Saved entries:
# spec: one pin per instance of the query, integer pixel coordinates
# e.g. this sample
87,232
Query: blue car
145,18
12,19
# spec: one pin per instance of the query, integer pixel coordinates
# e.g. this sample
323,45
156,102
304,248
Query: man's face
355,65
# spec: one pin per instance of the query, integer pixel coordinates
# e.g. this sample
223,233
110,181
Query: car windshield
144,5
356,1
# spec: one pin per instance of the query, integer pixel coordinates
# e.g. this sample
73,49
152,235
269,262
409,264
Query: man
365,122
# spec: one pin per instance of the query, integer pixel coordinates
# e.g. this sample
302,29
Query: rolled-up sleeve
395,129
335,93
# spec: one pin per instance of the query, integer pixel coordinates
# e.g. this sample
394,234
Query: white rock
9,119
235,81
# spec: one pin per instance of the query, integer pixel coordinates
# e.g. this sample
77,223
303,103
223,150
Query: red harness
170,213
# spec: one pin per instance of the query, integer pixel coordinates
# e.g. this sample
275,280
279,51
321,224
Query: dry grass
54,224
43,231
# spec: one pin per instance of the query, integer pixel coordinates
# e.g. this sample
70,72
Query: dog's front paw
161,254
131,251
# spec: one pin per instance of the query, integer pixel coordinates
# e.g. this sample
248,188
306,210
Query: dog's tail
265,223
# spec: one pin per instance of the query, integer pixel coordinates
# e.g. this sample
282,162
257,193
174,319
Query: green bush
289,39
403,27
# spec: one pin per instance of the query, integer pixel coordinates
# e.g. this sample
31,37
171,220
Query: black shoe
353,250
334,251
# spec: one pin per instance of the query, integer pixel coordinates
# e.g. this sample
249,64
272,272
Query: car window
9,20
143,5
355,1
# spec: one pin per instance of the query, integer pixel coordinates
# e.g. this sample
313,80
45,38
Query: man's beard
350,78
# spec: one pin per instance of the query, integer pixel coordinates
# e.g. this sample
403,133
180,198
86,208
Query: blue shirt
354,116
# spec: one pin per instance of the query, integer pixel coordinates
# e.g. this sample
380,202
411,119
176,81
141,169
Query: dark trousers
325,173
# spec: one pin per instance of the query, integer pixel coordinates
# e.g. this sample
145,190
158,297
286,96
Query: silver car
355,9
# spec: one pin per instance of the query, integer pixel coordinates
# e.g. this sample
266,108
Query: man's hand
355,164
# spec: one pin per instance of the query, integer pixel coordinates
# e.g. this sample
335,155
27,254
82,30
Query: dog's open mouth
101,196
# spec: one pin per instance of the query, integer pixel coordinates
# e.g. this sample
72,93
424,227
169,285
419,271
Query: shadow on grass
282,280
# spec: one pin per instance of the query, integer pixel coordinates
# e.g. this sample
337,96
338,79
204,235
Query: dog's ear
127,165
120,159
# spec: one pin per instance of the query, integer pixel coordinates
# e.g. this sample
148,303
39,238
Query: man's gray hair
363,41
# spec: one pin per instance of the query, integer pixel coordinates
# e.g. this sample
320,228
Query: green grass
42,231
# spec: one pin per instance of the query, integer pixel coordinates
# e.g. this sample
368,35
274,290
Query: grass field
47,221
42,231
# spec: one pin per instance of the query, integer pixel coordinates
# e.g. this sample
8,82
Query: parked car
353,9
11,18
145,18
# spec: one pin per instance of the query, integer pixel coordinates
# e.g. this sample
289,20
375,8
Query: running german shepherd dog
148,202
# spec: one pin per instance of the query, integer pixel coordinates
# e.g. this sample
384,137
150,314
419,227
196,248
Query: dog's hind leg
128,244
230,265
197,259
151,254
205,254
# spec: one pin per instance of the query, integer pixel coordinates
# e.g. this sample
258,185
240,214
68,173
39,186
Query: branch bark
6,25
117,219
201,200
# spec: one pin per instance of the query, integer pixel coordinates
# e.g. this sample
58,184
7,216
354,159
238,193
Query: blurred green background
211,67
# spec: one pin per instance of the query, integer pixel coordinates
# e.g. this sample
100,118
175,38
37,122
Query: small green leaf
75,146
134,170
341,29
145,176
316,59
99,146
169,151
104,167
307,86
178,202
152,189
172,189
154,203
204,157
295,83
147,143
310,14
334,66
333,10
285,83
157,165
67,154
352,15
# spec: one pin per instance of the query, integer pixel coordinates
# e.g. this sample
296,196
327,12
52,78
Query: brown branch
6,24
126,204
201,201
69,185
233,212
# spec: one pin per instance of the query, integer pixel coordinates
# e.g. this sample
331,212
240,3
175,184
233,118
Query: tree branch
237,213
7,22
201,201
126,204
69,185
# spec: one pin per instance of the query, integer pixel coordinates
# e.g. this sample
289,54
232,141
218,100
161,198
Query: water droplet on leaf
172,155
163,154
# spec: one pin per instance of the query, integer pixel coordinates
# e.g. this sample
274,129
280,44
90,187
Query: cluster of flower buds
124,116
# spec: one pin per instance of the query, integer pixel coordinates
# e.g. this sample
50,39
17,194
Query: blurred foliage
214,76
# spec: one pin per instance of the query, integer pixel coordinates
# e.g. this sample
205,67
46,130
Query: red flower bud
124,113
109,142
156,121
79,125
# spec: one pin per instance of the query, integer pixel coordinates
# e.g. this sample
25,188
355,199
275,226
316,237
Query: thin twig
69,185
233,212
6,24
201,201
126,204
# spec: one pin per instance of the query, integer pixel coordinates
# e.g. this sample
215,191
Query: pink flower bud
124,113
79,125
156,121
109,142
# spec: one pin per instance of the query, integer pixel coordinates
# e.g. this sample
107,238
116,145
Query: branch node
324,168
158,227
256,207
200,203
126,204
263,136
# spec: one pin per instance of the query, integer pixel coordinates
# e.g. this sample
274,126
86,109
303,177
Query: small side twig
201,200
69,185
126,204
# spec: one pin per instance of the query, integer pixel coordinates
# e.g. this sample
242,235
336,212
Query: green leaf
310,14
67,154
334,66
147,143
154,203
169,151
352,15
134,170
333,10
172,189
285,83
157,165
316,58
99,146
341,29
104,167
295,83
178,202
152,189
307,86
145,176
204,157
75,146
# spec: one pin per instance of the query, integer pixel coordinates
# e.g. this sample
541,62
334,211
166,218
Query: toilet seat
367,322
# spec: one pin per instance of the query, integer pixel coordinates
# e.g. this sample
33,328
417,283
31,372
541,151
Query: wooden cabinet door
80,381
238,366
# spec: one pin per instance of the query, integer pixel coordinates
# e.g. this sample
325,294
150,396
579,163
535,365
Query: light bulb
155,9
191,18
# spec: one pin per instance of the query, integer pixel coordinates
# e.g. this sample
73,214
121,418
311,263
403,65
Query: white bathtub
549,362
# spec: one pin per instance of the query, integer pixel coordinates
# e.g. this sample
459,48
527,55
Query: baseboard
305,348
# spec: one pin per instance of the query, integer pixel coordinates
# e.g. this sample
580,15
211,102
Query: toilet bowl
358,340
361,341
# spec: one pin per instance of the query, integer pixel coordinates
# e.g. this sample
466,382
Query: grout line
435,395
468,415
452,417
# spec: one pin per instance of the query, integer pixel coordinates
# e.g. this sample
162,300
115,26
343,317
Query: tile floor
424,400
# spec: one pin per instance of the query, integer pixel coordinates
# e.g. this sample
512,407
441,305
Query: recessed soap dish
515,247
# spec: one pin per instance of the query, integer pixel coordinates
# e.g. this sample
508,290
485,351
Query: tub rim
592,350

- PROBLEM REQUIREMENTS -
Please give the data again in full, exactly as written.

- PROBLEM SOLUTION -
# spec: one pin per instance of the query, integer pixel coordinates
# e.g. this sample
87,232
Query: blue car
145,18
12,19
# spec: one pin per instance of the query, integer pixel coordinates
# e.g. this sample
323,45
156,102
304,248
Query: man's face
355,65
# spec: one pin per instance of the query, integer pixel coordinates
# e.g. this sample
223,233
110,181
Query: car windshield
144,5
356,1
# spec: one pin per instance of the query, integer pixel coordinates
# e.g. this sample
73,49
152,235
269,262
409,264
Query: man
365,122
# spec: one pin per instance of the query, integer pixel coordinates
# e.g. this sample
302,29
Query: rolled-up sleeve
395,129
335,93
# spec: one pin per instance of the query, integer pixel coordinates
# e.g. this sample
394,234
Query: white rock
9,119
235,81
# spec: one pin per instance of the query, integer pixel coordinates
# e.g. this sample
77,223
303,103
223,150
Query: red harness
170,213
# spec: one pin per instance of the query, integer pixel coordinates
# e.g. this sample
275,280
279,51
321,224
Query: dry grass
54,224
43,231
# spec: one pin per instance of the query, integer pixel coordinates
# e.g. this sample
70,72
Query: dog's front paw
161,254
131,251
# spec: one pin per instance of the query, integer pixel coordinates
# e.g. this sample
248,188
306,210
Query: dog's tail
265,223
# spec: one pin per instance of the query, integer pixel coordinates
# e.g. this sample
282,162
257,193
174,319
Query: green bush
289,39
403,27
# spec: one pin per instance of the query, integer pixel coordinates
# e.g. this sample
31,37
171,220
Query: black shoe
353,250
334,251
# spec: one pin per instance of the query, integer pixel coordinates
# e.g. this sample
249,64
272,272
Query: car window
9,20
143,5
355,1
# spec: one pin per instance of the query, integer pixel coordinates
# e.g. this sample
313,80
45,38
Query: man's beard
350,78
# spec: one pin per instance of the query, integer pixel coordinates
# e.g. this sample
403,133
180,198
86,208
Query: blue shirt
354,116
# spec: one pin per instance of the query, integer pixel coordinates
# e.g. this sample
380,202
411,119
176,81
141,169
Query: dark trousers
325,173
# spec: one pin per instance of the query, integer pixel coordinates
# e.g. this sample
145,190
158,297
286,96
Query: silver car
355,9
# spec: one pin per instance of the query, integer pixel coordinates
# e.g. this sample
266,108
Query: man's hand
355,164
# spec: one pin per instance of the query, integer pixel coordinates
# e.g. this sample
335,155
27,254
82,30
Query: dog's open mouth
101,196
# spec: one pin per instance of the query, integer pixel coordinates
# e.g. this sample
72,93
424,227
169,285
419,271
Query: shadow on grass
282,280
# spec: one pin per instance of the query, integer pixel coordinates
# e.g. this sample
337,96
338,79
204,235
Query: dog's ear
127,165
120,159
# spec: one pin per instance of the query, integer pixel coordinates
# e.g. this sample
148,303
39,238
Query: man's gray hair
363,41
# spec: one pin per instance of the query, integer pixel coordinates
# e.g. this sample
320,228
Query: green grass
42,231
# spec: one pin per instance of the query, integer pixel coordinates
# e.g. this sample
368,35
274,290
Query: grass field
47,221
42,231
# spec: one pin per instance of the query, integer pixel coordinates
# e.g. this sample
8,82
Query: parked car
353,9
11,18
145,18
# spec: one pin per instance of the query, integer pixel coordinates
# e.g. this sample
289,20
375,8
Query: running german shepherd dog
148,202
# spec: one pin per instance of the query, integer pixel coordinates
# e.g. this sample
384,137
150,314
419,227
196,248
Query: dog's hind leg
128,244
230,265
197,259
151,254
205,254
# spec: one pin per instance of the query, integer pixel coordinates
# e.g. this sample
258,185
240,214
68,173
39,186
Query: branch bark
6,25
117,219
201,200
# spec: one pin per instance of the query, integer pixel coordinates
# e.g. this sample
58,184
7,216
354,159
238,193
Query: blurred green background
211,67
# spec: one pin per instance of the query, integer pixel coordinates
# e.g. this sample
100,118
175,38
37,122
Query: small green leaf
75,146
134,170
341,29
145,176
316,59
99,146
169,151
104,167
307,86
178,202
152,189
172,189
154,203
204,157
295,83
147,143
310,14
334,66
333,10
285,83
157,165
67,154
352,15
# spec: one pin per instance of the query, integer pixel coordinates
# e.g. this sample
296,196
327,12
52,78
Query: brown branch
6,24
126,204
201,201
69,185
233,212
# spec: one pin per instance of the query, integer pixel coordinates
# e.g. this sample
331,212
240,3
175,184
233,118
Query: tree branch
237,213
7,22
201,201
126,204
69,185
# spec: one pin per instance of the query, integer pixel coordinates
# e.g. this sample
289,54
232,141
218,100
161,198
Query: water droplet on leaf
172,155
163,154
# spec: one pin per instance of the query, integer pixel coordinates
# e.g. this sample
274,129
280,44
90,187
Query: cluster of flower buds
124,116
# spec: one pin per instance of the query, integer pixel coordinates
# e.g. this sample
50,39
17,194
Query: blurred foliage
214,76
# spec: one pin per instance of the query, integer pixel coordinates
# e.g. this sample
205,67
46,130
Query: red flower bud
124,113
109,142
156,121
79,125
# spec: one pin per instance of the query, integer pixel coordinates
# e.g. this sample
25,188
355,199
275,226
316,237
Query: thin twig
69,185
233,212
6,24
201,201
126,204
# spec: one pin per instance of the query, integer pixel coordinates
# e.g. this sample
215,191
Query: pink flower bud
124,113
79,125
156,121
109,142
# spec: one pin per instance of the query, integer pixel coordinates
# e.g. this sample
107,238
116,145
Query: branch node
324,168
158,227
256,207
200,203
126,204
263,136
# spec: one pin per instance of the query, integer pixel coordinates
# e.g. this sample
274,126
86,109
303,177
Query: small side twig
201,200
69,185
126,204
# spec: one pin per instance of the query, integer pixel coordinates
# e.g. this sample
242,235
336,212
Query: green leaf
310,14
67,154
334,66
147,143
154,203
169,151
352,15
134,170
333,10
172,189
285,83
157,165
316,58
99,146
341,29
104,167
295,83
178,202
152,189
307,86
145,176
204,157
75,146
# spec: one pin per instance of the query, integer pixel coordinates
# e.g. this sample
541,62
334,211
166,218
Query: toilet seat
367,322
# spec: one pin per instance of the query, integer pixel coordinates
# e.g. this sample
33,328
417,283
31,372
541,151
Query: wooden cabinet door
80,381
238,366
# spec: one pin per instance of the query, integer pixel coordinates
# e.g. this sample
325,294
150,396
579,163
535,365
Query: light bulb
155,9
191,18
# spec: one pin per instance of the query, integer pixel coordinates
# e.g. this sample
73,214
121,418
311,263
403,65
Query: white bathtub
549,362
# spec: one pin per instance of the query, integer pixel coordinates
# e.g. this sample
459,48
527,55
Query: baseboard
305,348
# spec: one pin per instance of the query, integer pixel coordinates
# e.g. this sample
580,15
211,102
Query: toilet bowl
358,340
361,341
# spec: one pin per instance of the query, integer pixel coordinates
# e.g. this sample
466,382
Query: grout line
435,395
468,415
452,417
# spec: one pin per instance of the query, integer pixel coordinates
# e.g. this sample
162,300
115,26
343,317
Query: tile floor
424,400
# spec: one pin per instance of the query, integer pixel coordinates
# e.g. this sample
512,407
441,305
Query: recessed soap dish
515,247
# spec: one pin per instance of the query, integer pixel coordinates
# e.g. this sample
508,290
485,351
Query: tub rim
592,350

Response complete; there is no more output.